◆ Set exercise 1
In the passage on bank income, what is the spread between a bank's borrowing and lending rates called?

◆ Selected passage
[START]
The core business of a bank is to make money by borrowing at one rate (via deposits and debt) and lending at another higher rate (via loans and securities). The spread is net interest income.

Meanwhile, non-interest income is the money the bank makes from everything else, such as fees on mortgages, fees and penalties on credit cards, charges on checking and savings accounts, and fees on services like investment advice for individuals and corporate banking for businesses.

In addition, 2 key ratios that indicate the strength of capital position of a bank:- 

  • Capital Adequacy Ratios (CAR)
[END]
◆ Dataset
[START]
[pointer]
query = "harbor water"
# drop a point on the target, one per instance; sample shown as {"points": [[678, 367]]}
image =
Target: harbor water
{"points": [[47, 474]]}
[END]
[START]
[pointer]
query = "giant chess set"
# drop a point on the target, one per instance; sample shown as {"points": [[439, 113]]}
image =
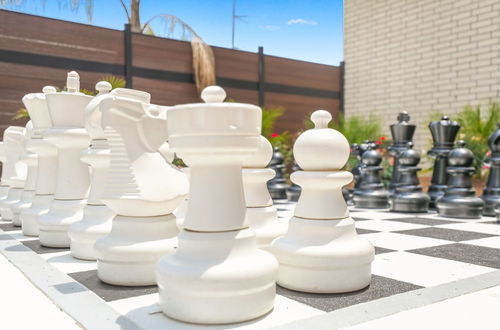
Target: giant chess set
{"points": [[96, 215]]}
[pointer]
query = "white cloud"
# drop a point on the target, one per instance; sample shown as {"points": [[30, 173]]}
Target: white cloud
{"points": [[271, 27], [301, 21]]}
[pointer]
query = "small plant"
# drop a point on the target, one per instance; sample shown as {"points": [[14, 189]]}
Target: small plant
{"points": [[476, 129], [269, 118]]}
[END]
[START]
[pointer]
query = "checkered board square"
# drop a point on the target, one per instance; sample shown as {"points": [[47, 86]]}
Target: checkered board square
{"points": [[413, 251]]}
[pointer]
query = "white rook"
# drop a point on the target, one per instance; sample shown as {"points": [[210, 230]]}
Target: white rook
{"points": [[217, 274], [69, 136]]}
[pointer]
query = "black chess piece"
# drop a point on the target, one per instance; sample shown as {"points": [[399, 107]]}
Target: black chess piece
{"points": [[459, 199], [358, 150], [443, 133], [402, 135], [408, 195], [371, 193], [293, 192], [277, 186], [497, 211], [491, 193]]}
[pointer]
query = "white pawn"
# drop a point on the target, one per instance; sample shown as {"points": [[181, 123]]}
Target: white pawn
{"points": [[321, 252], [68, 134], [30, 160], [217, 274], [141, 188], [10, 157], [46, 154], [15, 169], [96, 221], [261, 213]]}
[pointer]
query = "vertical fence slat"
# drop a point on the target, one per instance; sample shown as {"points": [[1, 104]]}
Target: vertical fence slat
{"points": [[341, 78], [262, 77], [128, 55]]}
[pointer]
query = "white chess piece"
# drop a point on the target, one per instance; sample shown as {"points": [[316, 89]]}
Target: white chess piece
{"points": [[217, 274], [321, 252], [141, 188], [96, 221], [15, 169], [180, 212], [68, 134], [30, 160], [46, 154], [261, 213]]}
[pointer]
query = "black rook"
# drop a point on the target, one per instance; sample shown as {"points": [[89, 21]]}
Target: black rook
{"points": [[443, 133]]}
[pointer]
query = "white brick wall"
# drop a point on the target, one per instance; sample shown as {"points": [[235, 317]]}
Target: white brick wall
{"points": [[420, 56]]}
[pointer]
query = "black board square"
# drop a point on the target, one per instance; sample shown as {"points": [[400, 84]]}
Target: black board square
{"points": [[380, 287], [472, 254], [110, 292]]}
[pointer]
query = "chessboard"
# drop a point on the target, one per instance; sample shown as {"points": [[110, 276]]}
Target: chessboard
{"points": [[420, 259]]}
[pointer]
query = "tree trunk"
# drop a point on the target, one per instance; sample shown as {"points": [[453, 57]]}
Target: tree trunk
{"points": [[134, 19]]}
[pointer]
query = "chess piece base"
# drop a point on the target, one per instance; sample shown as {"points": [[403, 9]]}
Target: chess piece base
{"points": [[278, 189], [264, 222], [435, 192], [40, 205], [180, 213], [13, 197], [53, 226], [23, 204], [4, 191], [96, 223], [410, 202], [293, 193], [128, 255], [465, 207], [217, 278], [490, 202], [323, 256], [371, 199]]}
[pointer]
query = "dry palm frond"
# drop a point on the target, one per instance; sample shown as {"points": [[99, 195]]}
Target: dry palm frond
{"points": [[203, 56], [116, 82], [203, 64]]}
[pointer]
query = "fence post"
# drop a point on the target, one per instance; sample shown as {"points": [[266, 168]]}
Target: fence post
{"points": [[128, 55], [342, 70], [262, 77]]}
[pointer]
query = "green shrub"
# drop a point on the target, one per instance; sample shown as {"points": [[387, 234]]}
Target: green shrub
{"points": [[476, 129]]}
[END]
◆ Set exercise 2
Please state how many lines of the records contain the string "small". Case counts, and the answer should be the number alone.

◆ Correct result 1
Net interest income.

◆ Correct result 2
2